*Task input*
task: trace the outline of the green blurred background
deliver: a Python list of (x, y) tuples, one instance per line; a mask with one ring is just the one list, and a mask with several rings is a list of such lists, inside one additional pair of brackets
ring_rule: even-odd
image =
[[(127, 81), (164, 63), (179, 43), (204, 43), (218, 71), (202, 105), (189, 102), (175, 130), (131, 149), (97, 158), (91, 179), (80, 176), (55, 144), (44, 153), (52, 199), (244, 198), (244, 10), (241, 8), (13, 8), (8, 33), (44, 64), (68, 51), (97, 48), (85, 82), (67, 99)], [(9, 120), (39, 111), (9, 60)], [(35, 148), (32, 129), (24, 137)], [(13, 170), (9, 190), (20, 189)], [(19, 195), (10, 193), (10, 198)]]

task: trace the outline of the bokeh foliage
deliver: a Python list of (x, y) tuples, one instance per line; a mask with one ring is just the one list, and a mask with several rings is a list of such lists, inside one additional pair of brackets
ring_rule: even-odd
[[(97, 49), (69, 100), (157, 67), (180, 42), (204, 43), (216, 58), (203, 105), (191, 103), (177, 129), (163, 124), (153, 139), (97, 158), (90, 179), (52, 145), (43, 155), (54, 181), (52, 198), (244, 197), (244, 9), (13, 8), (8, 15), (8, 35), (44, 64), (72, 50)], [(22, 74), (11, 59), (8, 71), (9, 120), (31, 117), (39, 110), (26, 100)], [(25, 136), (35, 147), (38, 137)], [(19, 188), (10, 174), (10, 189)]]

*Exercise task*
Rewrite the part of the rows that opens with the line containing "task: trace the outline of the bokeh foliage" and closes with the end of the rows as a Markdown table with the columns Number and Line. Number each line in order, skip blank lines, and include no other lines.

*Result of the task*
| Number | Line |
|---|---|
| 1 | task: trace the outline of the bokeh foliage |
| 2 | deliver: a Python list of (x, y) tuples, one instance per line; a mask with one ring is just the one list, and a mask with several rings is a list of such lists, inside one additional pair of brackets |
| 3 | ring_rule: even-odd |
| 4 | [[(97, 49), (69, 100), (157, 67), (180, 42), (204, 43), (216, 58), (203, 105), (191, 103), (177, 129), (163, 124), (153, 139), (97, 158), (90, 179), (52, 145), (43, 155), (54, 181), (52, 198), (244, 197), (244, 9), (13, 8), (8, 15), (8, 35), (44, 64), (72, 50)], [(22, 74), (11, 59), (8, 71), (9, 120), (31, 117), (39, 110), (26, 100)], [(25, 136), (35, 147), (38, 137)], [(19, 188), (10, 174), (10, 189)]] |